:: Task goal ::
Rewrite all the entries below as a JSON list of strings, with one string per line and no blank lines. Leave the pictures out.

:: Records for the task ::
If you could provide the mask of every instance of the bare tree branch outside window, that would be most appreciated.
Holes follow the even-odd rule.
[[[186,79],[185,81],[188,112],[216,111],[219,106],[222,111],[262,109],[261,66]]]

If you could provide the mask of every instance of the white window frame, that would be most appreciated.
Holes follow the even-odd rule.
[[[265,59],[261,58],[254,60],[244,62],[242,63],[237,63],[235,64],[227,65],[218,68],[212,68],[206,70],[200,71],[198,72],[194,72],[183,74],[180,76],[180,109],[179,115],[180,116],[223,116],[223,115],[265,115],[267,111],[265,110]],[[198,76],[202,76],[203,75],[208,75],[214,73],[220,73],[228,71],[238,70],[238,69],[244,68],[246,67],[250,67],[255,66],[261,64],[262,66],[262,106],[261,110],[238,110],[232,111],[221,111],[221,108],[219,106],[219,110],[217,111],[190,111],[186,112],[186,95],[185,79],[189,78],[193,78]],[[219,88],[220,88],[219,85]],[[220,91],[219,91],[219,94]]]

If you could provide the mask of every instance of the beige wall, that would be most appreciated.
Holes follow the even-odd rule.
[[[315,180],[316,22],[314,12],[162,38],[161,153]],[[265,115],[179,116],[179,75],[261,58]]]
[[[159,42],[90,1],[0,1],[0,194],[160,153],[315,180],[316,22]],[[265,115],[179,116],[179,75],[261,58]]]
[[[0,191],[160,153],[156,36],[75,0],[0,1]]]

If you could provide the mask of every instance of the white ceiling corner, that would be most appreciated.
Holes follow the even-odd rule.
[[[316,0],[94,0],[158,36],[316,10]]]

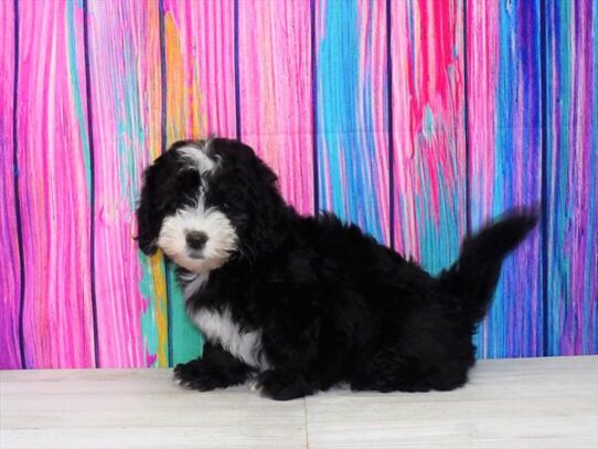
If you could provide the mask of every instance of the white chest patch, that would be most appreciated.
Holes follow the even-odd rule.
[[[228,309],[222,313],[215,310],[202,309],[191,318],[207,340],[222,344],[222,348],[227,352],[250,366],[267,367],[267,362],[261,352],[261,332],[242,331],[241,327],[233,321]]]

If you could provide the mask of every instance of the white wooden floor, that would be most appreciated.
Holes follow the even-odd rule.
[[[0,447],[598,448],[598,356],[481,361],[449,393],[277,403],[168,370],[0,373]]]

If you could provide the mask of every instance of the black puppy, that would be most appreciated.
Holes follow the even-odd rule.
[[[348,382],[355,391],[452,389],[474,362],[503,258],[536,217],[517,213],[464,240],[431,277],[332,214],[302,217],[275,173],[234,140],[181,141],[145,173],[139,245],[178,265],[186,310],[206,338],[178,365],[207,391],[256,377],[292,399]]]

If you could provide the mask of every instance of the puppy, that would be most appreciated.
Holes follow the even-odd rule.
[[[364,201],[369,201],[364,199]],[[276,174],[227,139],[180,141],[149,167],[138,243],[178,266],[200,359],[174,370],[188,388],[255,378],[292,399],[354,391],[448,391],[467,382],[471,336],[503,258],[536,223],[520,212],[464,240],[433,277],[332,214],[300,216]]]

:: Exercise result ::
[
  "If you could provide the mask of every instance of the bare tree branch outside window, that would be most appreciated.",
  "Holes follow the even-odd rule.",
  "[[[186,79],[185,81],[188,112],[216,111],[219,106],[222,111],[262,109],[261,66]]]",
  "If you could provide the mask of every instance of the white window frame, that would be most appreciated.",
  "Holes follow the even-odd rule.",
  "[[[265,59],[261,58],[254,60],[244,62],[242,63],[237,63],[235,64],[227,65],[218,68],[212,68],[206,70],[200,71],[198,72],[194,72],[183,74],[180,76],[180,109],[179,115],[180,116],[223,116],[223,115],[265,115],[267,111],[265,110]],[[198,76],[202,76],[203,75],[208,75],[214,73],[220,73],[228,71],[238,70],[238,69],[244,68],[246,67],[250,67],[255,66],[261,64],[262,66],[262,106],[261,110],[238,110],[232,111],[221,111],[221,108],[219,106],[219,110],[217,111],[190,111],[186,112],[186,95],[185,79],[189,78],[193,78]],[[219,88],[220,88],[219,85]],[[220,91],[219,91],[219,94]]]",
  "If you could provide the mask of every instance of the beige wall, that would be most appreciated.",
  "Holes follow the even-odd rule.",
  "[[[315,180],[316,22],[314,12],[162,38],[161,153]],[[265,115],[179,116],[179,75],[261,58]]]",
  "[[[159,42],[90,1],[0,1],[0,194],[160,153],[315,180],[316,22]],[[265,115],[179,116],[179,75],[261,58]]]",
  "[[[0,191],[160,153],[156,36],[75,0],[0,1]]]",
  "If you could provide the mask of every instance of the white ceiling corner, that would be most appreciated.",
  "Holes follow the even-odd rule.",
  "[[[316,0],[94,0],[158,36],[316,10]]]",
  "If you could provide the mask of every instance of the white chest patch, that would be most appreciated.",
  "Holes follow the even-odd rule.",
  "[[[228,309],[222,313],[215,310],[202,309],[191,318],[207,340],[222,344],[222,348],[227,352],[250,366],[267,367],[267,362],[261,352],[261,332],[242,331],[241,327],[233,321]]]",
  "If you could provide the mask of every instance of the white wooden floor, that would be most appreciated.",
  "Holes follow the even-odd rule.",
  "[[[0,447],[598,448],[598,356],[481,361],[449,393],[277,403],[168,370],[0,373]]]",
  "If you could provide the mask of every instance of the black puppy, that would be most appreciated.",
  "Holes follow the even-odd rule.",
  "[[[348,382],[355,391],[452,389],[474,362],[503,258],[536,217],[517,213],[464,240],[431,277],[332,214],[302,217],[275,173],[234,140],[181,141],[145,173],[139,245],[178,265],[186,310],[206,338],[178,365],[207,391],[256,377],[292,399]]]",
  "If you could provide the mask of every instance of the puppy, that would be most appreciated.",
  "Holes follow the even-odd rule.",
  "[[[364,201],[369,201],[364,199]],[[276,174],[227,139],[180,141],[149,167],[138,243],[178,266],[200,359],[174,370],[188,388],[255,378],[292,399],[354,391],[448,391],[467,382],[471,336],[503,258],[536,223],[520,212],[464,240],[433,277],[332,214],[300,216]]]"
]